Given text:
☆ ☆ ☆ ☆ ☆
The latest and greatest scientific achievements at the nanoscale were on display at the 2014 Cornell NanoScale Science and Technology Facility (CNF) annual meeting, Sept. 18, which featured a lineup of speakers in materials science, biomedical engineering and more, and a research poster session and vendor show. Attendees also heard a brief update on the facility’s long-term future.

Professor Marko Loncar of Harvard University’s School of Engineering and Applied Sciences kicked off the day’s presentations with the plenary lecture, “Diamond – Engineer’s Best Friend.” Loncar studies diamond nanophotonics and quantum optics, and he shared recent achievements in devices like ring resonators and nanowires made out of single-crystal diamond that exploit the material’s physical and chemical properties. Loncar’s devices can generate, manipulate and store optical signals at the single-photon level.

Throughout the day, attendees listened to the research accomplishments of more than a dozen Cornell speakers, as well as invited guests. Among Cornell’s presenters: Cheol-Joo Kim, postdoctoral associate in chemistry and chemical biology, on atomically thin, stacked graphene; Obafemi Otelaja, graduate student in materials science and engineering, on a microfabricated phonon spectrometer for probing phonon transport and scattering in silicon; and Mandy Esch, postdoctoral associate in biomedical engineering, on microfluidic cell culture devices for drug and toxicity testing.

Marko Loncar
Jason Koski/University Photography
Marko Loncar, of Harvard University's School of Engineering and Applied Sciences, delivers the plentary lecture, "Diamond – Engineer's Best Friend."

In the past year, the four-decades-old Cornell facility’s long-term federal funding outlook has come into question due to uncertainty at the National Science Foundation about which universities should host a future national network of user facilities for nanofabrication. CNF’s leaders began the day briefing attendees on the ongoing discussion and assured them that the facility is “open for business” and here to stay.

Following a two-year NSF review for funding renewal after its 10-year grant period as a member of the National Nanotechnology Infrastructure Network had ended, CNF received word earlier this year that the NSF had declined to award a new grant to either of two proposing teams, said CNF Director Dan Ralph. The facility is operating on 18-month bridge funding while discussion continues and Cornell awaits a new call for proposals from the NSF. He thanked the many CNF users who have written to express support for CNF and its key role in advancing nanoscale science within their individual research programs.

Don Tennant, CNF director of operations, also gave updates on upgrades and additions to the facility’s equipment and capabilities, from advanced training videos to newly developed processes for optimized photoresists and materials etching processes.
☆ ☆ ☆ ☆ ☆
Data under study:
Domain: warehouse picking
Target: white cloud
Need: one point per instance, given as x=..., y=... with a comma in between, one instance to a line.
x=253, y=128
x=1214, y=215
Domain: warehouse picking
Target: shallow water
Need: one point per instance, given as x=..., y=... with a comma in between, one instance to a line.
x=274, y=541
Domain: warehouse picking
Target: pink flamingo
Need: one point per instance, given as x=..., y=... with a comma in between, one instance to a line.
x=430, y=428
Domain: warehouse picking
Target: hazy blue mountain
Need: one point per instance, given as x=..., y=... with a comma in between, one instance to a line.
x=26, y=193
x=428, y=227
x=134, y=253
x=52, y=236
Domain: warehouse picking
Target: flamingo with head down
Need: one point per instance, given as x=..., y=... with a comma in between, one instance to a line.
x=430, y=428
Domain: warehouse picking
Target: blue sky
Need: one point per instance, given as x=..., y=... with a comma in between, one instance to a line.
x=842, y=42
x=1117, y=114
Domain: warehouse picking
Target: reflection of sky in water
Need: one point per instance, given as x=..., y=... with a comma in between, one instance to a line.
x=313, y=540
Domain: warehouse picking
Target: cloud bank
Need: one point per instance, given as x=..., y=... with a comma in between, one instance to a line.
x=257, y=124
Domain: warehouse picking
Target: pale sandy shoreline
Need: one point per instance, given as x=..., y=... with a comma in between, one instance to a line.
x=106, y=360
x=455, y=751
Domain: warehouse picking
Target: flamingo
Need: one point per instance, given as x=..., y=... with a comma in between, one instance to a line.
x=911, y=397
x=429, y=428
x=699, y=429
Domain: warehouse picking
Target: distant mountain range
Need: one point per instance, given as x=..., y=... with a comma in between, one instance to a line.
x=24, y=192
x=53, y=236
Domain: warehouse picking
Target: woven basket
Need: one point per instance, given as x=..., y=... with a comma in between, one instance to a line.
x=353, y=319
☆ ☆ ☆ ☆ ☆
The task:
Transcribe the part of the article about the Cornell nanoscale facility's meeting that begins with the words "Don Tennant, CNF" and ends after the words "materials etching processes.". The listing has no connection to the article about the Cornell nanoscale facility's meeting.

Result below:
Don Tennant, CNF director of operations, also gave updates on upgrades and additions to the facility’s equipment and capabilities, from advanced training videos to newly developed processes for optimized photoresists and materials etching processes.